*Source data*
## begin

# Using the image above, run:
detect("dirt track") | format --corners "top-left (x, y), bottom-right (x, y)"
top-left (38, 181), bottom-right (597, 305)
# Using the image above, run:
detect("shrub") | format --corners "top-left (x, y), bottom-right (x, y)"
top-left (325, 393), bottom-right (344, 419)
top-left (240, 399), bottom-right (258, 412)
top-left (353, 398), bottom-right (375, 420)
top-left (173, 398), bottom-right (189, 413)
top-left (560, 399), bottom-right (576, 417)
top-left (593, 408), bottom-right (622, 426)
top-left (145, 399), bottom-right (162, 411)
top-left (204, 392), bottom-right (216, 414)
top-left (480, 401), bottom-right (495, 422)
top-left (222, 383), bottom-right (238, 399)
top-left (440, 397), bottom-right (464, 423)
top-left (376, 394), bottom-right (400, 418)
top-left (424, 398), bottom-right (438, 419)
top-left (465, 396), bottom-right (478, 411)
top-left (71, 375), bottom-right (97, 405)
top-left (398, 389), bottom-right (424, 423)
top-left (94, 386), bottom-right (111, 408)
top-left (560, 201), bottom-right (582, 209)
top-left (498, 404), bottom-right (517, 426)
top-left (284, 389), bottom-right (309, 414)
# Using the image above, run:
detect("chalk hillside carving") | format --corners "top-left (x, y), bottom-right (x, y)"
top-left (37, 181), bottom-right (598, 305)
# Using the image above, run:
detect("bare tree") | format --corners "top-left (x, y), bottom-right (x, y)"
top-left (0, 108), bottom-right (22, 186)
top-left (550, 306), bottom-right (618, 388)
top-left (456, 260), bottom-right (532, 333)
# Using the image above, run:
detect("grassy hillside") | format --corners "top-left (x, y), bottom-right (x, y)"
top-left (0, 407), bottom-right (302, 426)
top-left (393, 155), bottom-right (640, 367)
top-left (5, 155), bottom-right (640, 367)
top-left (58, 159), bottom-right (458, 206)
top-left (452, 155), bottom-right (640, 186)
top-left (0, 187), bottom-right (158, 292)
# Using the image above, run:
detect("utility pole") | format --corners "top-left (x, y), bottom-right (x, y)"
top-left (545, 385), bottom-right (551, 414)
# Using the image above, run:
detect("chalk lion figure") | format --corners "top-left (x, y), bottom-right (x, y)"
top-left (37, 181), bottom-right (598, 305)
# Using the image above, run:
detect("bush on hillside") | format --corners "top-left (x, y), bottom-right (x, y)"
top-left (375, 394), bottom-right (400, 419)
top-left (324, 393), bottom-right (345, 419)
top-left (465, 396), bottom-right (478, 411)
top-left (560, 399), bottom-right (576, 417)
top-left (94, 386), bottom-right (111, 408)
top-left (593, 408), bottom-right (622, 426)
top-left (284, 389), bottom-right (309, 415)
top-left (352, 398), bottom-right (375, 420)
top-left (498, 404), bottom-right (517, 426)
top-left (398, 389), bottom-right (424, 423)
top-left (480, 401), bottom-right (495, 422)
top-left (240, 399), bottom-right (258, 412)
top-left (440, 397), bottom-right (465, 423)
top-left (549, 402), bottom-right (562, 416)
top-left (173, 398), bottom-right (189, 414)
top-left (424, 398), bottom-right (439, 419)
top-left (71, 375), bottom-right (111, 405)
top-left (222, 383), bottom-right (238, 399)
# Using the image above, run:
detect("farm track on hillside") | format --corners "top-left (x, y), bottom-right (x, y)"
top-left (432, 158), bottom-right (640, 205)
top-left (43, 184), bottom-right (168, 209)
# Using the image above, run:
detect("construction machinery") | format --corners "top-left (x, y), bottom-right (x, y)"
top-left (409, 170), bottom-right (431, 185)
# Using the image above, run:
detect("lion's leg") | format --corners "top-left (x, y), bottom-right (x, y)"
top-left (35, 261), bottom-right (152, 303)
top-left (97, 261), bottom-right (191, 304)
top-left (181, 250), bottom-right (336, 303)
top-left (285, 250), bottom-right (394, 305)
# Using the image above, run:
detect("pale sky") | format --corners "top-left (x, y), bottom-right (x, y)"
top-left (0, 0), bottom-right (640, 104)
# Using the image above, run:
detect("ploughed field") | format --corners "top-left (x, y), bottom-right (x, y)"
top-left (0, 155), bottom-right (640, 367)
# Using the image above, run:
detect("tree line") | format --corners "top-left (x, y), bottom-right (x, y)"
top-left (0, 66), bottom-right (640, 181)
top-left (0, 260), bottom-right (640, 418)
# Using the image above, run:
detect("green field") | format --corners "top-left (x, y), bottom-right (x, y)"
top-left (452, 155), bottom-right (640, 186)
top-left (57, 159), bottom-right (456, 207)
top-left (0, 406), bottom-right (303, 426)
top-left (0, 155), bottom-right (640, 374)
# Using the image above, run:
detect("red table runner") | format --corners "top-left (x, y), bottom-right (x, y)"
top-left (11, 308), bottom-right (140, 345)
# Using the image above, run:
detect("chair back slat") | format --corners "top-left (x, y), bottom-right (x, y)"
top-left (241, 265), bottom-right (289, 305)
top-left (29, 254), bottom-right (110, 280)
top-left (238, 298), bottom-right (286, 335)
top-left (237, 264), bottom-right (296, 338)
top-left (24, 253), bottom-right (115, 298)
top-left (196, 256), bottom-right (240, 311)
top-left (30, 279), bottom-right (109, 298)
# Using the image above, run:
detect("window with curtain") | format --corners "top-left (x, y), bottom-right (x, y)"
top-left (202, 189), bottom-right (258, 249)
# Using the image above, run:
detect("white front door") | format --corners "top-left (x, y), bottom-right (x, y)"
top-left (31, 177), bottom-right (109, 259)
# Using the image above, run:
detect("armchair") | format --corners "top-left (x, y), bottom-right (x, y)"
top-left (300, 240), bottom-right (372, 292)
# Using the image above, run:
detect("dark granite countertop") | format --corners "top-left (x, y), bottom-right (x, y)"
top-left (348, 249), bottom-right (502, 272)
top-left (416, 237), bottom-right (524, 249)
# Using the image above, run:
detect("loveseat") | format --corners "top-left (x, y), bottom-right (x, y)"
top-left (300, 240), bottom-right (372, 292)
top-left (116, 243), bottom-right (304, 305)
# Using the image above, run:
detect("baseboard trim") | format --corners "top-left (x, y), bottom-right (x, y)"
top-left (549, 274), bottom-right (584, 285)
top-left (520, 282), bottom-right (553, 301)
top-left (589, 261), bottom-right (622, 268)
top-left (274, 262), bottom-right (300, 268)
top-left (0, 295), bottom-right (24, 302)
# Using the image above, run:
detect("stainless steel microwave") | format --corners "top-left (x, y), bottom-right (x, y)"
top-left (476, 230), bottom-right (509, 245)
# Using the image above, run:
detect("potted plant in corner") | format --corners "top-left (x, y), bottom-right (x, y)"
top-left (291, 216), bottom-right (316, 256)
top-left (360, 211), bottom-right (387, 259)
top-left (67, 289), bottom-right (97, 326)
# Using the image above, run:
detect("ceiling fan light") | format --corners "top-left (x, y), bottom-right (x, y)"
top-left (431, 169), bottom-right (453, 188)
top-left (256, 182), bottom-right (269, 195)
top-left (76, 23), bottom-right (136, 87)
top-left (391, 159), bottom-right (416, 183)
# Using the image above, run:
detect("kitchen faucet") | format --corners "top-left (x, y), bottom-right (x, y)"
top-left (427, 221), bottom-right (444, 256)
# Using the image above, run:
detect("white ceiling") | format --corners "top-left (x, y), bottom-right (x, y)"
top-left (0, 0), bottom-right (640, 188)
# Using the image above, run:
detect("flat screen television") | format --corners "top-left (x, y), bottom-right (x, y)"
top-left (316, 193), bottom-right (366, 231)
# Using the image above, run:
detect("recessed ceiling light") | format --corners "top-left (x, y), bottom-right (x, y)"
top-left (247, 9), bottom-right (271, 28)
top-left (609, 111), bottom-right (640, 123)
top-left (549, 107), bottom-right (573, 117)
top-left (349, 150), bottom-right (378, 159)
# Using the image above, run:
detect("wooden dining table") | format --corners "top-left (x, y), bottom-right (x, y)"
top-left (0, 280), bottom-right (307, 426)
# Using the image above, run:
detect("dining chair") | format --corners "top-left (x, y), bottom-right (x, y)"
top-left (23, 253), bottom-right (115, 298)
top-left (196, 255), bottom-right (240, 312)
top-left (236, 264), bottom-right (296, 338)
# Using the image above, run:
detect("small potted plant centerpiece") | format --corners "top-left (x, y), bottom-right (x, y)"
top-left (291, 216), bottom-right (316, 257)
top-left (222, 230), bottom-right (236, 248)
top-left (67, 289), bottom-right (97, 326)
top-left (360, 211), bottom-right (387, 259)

## end

Rewrite the rows starting at the beginning and ending at the line containing "top-left (456, 260), bottom-right (532, 333)", switching "shrub" to "bush" and leaving everything else unchanged.

# Using the image above, run:
detect("dirt track") | format --corners "top-left (x, y), bottom-right (x, y)"
top-left (38, 181), bottom-right (597, 305)
# Using the image above, run:
detect("bush") | format --corners "top-left (x, y), bottom-right (x, y)"
top-left (325, 393), bottom-right (344, 419)
top-left (240, 399), bottom-right (258, 412)
top-left (353, 398), bottom-right (375, 420)
top-left (173, 398), bottom-right (189, 413)
top-left (560, 399), bottom-right (576, 417)
top-left (593, 408), bottom-right (622, 426)
top-left (145, 399), bottom-right (162, 411)
top-left (204, 392), bottom-right (216, 414)
top-left (480, 401), bottom-right (495, 422)
top-left (222, 383), bottom-right (238, 399)
top-left (440, 397), bottom-right (464, 423)
top-left (376, 394), bottom-right (400, 418)
top-left (424, 398), bottom-right (438, 419)
top-left (465, 396), bottom-right (478, 411)
top-left (71, 375), bottom-right (97, 405)
top-left (398, 389), bottom-right (424, 423)
top-left (94, 386), bottom-right (111, 408)
top-left (560, 201), bottom-right (582, 209)
top-left (498, 404), bottom-right (517, 426)
top-left (284, 389), bottom-right (309, 414)
# Using the image above, run:
detect("chalk hillside carving") | format --corners "top-left (x, y), bottom-right (x, y)"
top-left (37, 181), bottom-right (598, 305)
# Using the image above, run:
detect("bare tree") | format --corners "top-left (x, y), bottom-right (x, y)"
top-left (0, 108), bottom-right (22, 186)
top-left (550, 306), bottom-right (618, 388)
top-left (456, 260), bottom-right (532, 333)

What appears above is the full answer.